ABOUT THIS TASK: Rewrite the records below with every "rough mask" swapped for "coarse mask" and nothing else changed, leaving out the pictures.

════════════════════

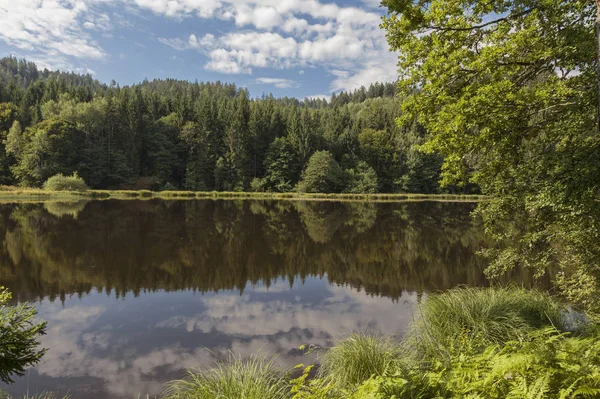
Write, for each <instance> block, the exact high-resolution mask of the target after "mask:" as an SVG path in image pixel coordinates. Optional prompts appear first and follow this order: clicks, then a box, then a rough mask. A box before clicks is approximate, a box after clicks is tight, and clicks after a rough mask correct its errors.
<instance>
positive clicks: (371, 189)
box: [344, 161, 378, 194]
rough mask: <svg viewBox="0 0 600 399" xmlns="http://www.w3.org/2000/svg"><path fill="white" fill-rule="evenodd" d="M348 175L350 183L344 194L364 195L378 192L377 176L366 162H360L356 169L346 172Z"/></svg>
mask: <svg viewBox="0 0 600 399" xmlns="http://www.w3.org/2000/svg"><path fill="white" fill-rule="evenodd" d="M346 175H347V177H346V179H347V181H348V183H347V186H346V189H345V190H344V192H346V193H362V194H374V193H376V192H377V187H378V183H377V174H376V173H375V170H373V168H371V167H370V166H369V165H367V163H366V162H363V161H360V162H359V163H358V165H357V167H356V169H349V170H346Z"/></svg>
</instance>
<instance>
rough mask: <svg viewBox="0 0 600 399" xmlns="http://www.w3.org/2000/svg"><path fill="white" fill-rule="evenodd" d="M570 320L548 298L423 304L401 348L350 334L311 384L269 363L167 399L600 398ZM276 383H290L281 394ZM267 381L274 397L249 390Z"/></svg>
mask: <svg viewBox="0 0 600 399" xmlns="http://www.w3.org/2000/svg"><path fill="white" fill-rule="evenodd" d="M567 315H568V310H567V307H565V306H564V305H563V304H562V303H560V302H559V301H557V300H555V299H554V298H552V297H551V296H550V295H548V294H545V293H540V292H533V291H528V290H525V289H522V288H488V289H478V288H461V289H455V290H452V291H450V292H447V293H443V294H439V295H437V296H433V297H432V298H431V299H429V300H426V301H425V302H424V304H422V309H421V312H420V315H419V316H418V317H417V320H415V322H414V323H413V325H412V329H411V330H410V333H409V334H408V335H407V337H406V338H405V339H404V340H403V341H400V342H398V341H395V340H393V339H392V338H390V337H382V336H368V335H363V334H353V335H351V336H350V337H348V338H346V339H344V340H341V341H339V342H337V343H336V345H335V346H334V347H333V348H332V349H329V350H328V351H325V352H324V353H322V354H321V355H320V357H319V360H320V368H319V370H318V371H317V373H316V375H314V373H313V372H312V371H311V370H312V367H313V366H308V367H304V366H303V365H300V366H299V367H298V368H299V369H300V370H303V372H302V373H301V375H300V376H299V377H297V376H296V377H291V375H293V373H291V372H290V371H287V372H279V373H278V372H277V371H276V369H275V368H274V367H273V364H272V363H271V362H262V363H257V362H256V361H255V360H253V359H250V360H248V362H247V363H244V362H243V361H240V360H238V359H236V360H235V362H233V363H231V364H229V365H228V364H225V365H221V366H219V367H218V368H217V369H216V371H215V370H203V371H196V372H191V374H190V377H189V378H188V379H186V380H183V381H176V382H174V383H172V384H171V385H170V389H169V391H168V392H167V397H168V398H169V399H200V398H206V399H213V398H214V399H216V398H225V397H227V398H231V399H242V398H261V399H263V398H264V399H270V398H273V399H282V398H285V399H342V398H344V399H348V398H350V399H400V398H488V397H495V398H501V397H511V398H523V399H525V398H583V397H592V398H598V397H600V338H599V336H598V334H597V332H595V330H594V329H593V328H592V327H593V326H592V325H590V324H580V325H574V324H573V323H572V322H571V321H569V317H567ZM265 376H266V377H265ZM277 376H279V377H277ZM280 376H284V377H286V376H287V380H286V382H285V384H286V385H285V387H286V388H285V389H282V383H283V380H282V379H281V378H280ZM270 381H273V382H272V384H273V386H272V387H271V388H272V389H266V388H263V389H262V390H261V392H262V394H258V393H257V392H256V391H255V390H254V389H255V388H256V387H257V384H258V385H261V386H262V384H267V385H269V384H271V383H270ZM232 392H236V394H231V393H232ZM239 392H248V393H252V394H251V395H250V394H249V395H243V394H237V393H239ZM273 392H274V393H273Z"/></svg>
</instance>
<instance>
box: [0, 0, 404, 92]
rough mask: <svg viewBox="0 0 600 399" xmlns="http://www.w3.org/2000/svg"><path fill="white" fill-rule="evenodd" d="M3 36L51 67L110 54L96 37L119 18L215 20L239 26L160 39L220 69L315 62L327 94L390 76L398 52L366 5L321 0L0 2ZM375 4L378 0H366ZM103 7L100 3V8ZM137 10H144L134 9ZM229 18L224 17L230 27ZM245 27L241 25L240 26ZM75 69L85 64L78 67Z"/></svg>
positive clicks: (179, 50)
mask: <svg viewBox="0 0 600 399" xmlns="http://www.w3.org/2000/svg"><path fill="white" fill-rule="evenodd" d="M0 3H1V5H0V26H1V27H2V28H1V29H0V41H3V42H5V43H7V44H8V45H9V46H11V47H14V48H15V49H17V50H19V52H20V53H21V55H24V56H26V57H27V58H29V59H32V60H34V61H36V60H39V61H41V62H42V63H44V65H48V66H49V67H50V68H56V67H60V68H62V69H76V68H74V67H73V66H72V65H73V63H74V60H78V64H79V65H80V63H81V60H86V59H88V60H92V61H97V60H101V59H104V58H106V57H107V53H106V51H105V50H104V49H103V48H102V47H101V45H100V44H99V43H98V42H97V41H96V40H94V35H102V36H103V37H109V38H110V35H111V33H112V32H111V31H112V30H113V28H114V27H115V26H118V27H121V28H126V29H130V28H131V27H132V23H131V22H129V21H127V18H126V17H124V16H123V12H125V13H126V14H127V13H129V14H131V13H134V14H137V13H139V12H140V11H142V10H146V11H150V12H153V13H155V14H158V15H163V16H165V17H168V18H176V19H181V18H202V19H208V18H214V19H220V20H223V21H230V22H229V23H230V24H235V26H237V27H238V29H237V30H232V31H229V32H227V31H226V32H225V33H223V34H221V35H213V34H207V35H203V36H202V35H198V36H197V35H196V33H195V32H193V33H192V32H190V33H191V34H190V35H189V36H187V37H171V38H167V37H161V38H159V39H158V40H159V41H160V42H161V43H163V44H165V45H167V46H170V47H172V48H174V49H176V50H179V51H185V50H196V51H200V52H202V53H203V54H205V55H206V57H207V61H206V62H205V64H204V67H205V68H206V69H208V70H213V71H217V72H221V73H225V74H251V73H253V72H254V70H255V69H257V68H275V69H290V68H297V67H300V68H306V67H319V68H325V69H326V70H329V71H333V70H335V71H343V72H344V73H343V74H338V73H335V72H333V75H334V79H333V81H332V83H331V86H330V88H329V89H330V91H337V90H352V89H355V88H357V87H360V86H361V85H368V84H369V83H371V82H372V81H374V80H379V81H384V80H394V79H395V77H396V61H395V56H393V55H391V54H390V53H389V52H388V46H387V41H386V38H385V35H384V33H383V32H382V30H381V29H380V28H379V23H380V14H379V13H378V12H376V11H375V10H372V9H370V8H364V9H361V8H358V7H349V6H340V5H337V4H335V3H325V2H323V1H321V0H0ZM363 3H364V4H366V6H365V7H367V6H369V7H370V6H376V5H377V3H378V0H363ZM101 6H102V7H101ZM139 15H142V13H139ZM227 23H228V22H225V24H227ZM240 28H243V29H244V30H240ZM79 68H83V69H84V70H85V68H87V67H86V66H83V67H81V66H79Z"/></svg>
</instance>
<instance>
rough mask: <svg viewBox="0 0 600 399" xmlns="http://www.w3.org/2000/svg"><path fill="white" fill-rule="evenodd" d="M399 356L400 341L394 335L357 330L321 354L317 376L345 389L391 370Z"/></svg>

════════════════════

OUTPUT:
Write, for each <instance> block, the exact high-resolution mask of the target after "mask:" as an SVG path in image pixel coordinates. Optional prompts appear first and follow this order: clicks, then a box, then a coarse mask. A box before clicks is approximate, a box after clicks is tight, and clicks after a coarse mask correct its errors.
<instance>
positive clicks: (371, 189)
box: [344, 161, 378, 194]
coarse mask: <svg viewBox="0 0 600 399" xmlns="http://www.w3.org/2000/svg"><path fill="white" fill-rule="evenodd" d="M348 175L350 183L344 194L364 195L378 192L377 176L366 162H360L356 169L346 172Z"/></svg>
mask: <svg viewBox="0 0 600 399" xmlns="http://www.w3.org/2000/svg"><path fill="white" fill-rule="evenodd" d="M346 175H347V177H346V179H347V181H348V183H347V186H346V189H345V190H344V192H346V193H362V194H374V193H376V192H377V187H378V183H377V174H376V173H375V170H373V168H371V167H370V166H369V165H367V163H366V162H363V161H360V162H359V163H358V165H357V167H356V169H349V170H346Z"/></svg>
</instance>
<instance>
coarse mask: <svg viewBox="0 0 600 399" xmlns="http://www.w3.org/2000/svg"><path fill="white" fill-rule="evenodd" d="M570 320L548 298L423 304L401 348L350 334L311 384L269 363L167 399L600 398ZM276 383H290L281 394ZM267 381L274 397L249 390Z"/></svg>
mask: <svg viewBox="0 0 600 399" xmlns="http://www.w3.org/2000/svg"><path fill="white" fill-rule="evenodd" d="M567 315H568V310H567V307H565V306H564V305H563V304H562V303H560V302H559V301H557V300H555V299H554V298H552V297H551V296H550V295H548V294H545V293H540V292H533V291H528V290H525V289H522V288H488V289H478V288H461V289H455V290H452V291H450V292H447V293H443V294H439V295H437V296H433V297H432V298H431V299H429V300H426V301H425V302H424V304H422V309H421V312H420V315H419V316H418V317H417V320H415V322H414V323H413V325H412V329H411V330H410V333H409V334H408V335H407V337H406V338H405V339H404V340H403V341H400V342H398V341H395V340H393V339H392V338H390V337H382V336H368V335H363V334H353V335H351V336H350V337H348V338H346V339H344V340H341V341H339V342H337V343H336V345H335V346H334V347H333V348H332V349H329V350H328V351H325V352H324V353H322V354H321V355H320V357H319V360H320V368H319V370H318V371H317V373H316V375H314V373H313V372H312V371H311V370H312V367H313V366H308V367H304V366H303V365H300V366H299V367H298V368H299V369H300V370H303V372H302V373H301V375H300V376H299V377H297V376H296V377H291V375H293V373H291V372H290V371H287V372H279V373H278V372H277V371H276V369H275V368H274V367H273V364H272V363H271V362H262V363H257V362H256V361H255V360H253V359H250V360H248V362H247V363H244V362H243V361H240V360H238V359H236V360H235V362H233V363H231V364H229V365H228V364H225V365H221V366H219V367H218V368H217V369H216V371H215V370H203V371H196V372H191V374H190V377H189V378H188V379H186V380H183V381H176V382H174V383H172V384H171V385H170V389H169V391H168V392H167V397H168V398H169V399H200V398H206V399H213V398H214V399H216V398H225V397H227V398H231V399H242V398H261V399H263V398H264V399H270V398H273V399H282V398H285V399H342V398H344V399H348V398H350V399H400V398H488V397H495V398H501V397H511V398H523V399H525V398H583V397H592V398H598V397H600V338H599V336H598V334H597V332H595V330H594V329H593V328H592V327H593V326H592V325H590V324H580V325H574V324H573V323H572V322H571V321H569V317H567ZM265 376H266V377H265ZM277 376H279V377H277ZM280 376H284V377H286V376H287V380H286V382H285V384H286V385H285V387H286V388H285V389H282V383H283V380H282V379H281V378H280ZM270 381H273V382H272V384H273V386H272V387H271V388H272V389H266V388H263V389H262V390H261V392H262V394H258V393H257V392H256V391H255V390H254V389H255V388H256V387H257V384H258V385H261V386H262V384H267V385H269V384H271V383H270ZM232 392H236V394H231V393H232ZM239 392H248V393H252V394H251V395H250V394H249V395H243V394H237V393H239ZM273 392H274V393H273Z"/></svg>
</instance>
<instance>
box: [0, 0, 404, 92]
coarse mask: <svg viewBox="0 0 600 399" xmlns="http://www.w3.org/2000/svg"><path fill="white" fill-rule="evenodd" d="M3 36L51 67L110 54L96 37L119 18L215 20L239 26L160 39L220 69L315 62L327 94L390 76L398 52L366 5L321 0L0 2ZM375 4L378 0H366ZM103 7L100 3V8ZM137 10H144L134 9ZM229 18L224 17L230 27ZM245 27L241 25L240 26ZM75 69L85 64L78 67Z"/></svg>
positive clicks: (179, 50)
mask: <svg viewBox="0 0 600 399" xmlns="http://www.w3.org/2000/svg"><path fill="white" fill-rule="evenodd" d="M0 3H1V5H0V26H1V27H2V28H1V29H0V41H3V42H5V43H7V44H8V45H9V46H11V47H14V48H15V49H17V50H19V52H20V53H21V55H24V56H26V57H27V58H29V59H32V60H34V61H36V60H39V61H41V62H42V63H44V65H48V66H49V67H50V68H56V67H60V68H62V69H76V68H74V67H73V66H72V65H73V63H74V60H78V64H79V65H80V63H81V60H86V59H88V60H92V61H97V60H101V59H104V58H106V57H107V53H106V51H105V50H104V49H103V48H102V47H101V45H100V44H99V43H98V42H97V41H96V40H94V35H102V36H103V37H109V38H110V35H111V33H112V32H111V31H112V30H113V28H114V27H115V26H118V27H121V28H126V29H130V28H131V27H132V23H131V22H129V21H127V18H126V17H124V16H123V12H125V13H126V14H127V13H129V14H131V13H134V14H137V13H139V12H140V11H142V10H146V11H150V12H153V13H155V14H158V15H163V16H165V17H168V18H176V19H181V18H202V19H208V18H214V19H220V20H223V21H230V22H229V23H230V24H235V26H237V27H238V29H237V30H232V31H229V32H227V31H226V32H225V33H223V34H221V35H213V34H207V35H203V36H202V35H198V36H197V35H196V33H195V32H193V33H192V32H190V33H191V34H190V35H189V36H187V37H171V38H167V37H161V38H159V39H158V40H159V41H160V42H161V43H163V44H165V45H167V46H170V47H172V48H174V49H176V50H179V51H185V50H196V51H200V52H202V53H203V54H205V55H206V57H207V61H206V62H205V64H204V67H205V68H206V69H208V70H213V71H217V72H221V73H225V74H251V73H253V72H254V70H255V69H257V68H275V69H290V68H297V67H300V68H306V67H319V68H325V69H326V70H329V71H333V70H335V71H343V72H344V73H343V74H338V73H335V72H333V75H334V79H333V81H332V83H331V86H330V88H329V89H330V91H337V90H352V89H355V88H357V87H360V86H361V85H368V84H369V83H371V82H372V81H374V80H379V81H384V80H394V79H395V77H396V61H395V56H393V55H391V54H390V53H389V52H388V46H387V41H386V38H385V35H384V33H383V32H382V30H381V29H380V28H379V23H380V14H379V13H378V12H376V11H375V10H372V9H370V8H364V9H361V8H358V7H349V6H340V5H337V4H335V3H325V2H323V1H321V0H0ZM363 3H364V4H366V6H365V7H367V6H369V7H370V6H376V5H377V3H378V0H363ZM101 6H102V7H101ZM139 15H142V13H139ZM227 23H228V22H225V24H227ZM240 28H243V29H244V30H240ZM79 68H83V69H84V70H85V68H87V67H86V66H83V67H81V66H79Z"/></svg>
</instance>
<instance>
coarse mask: <svg viewBox="0 0 600 399" xmlns="http://www.w3.org/2000/svg"><path fill="white" fill-rule="evenodd" d="M399 356L400 341L394 335L357 330L321 354L317 376L345 389L391 370Z"/></svg>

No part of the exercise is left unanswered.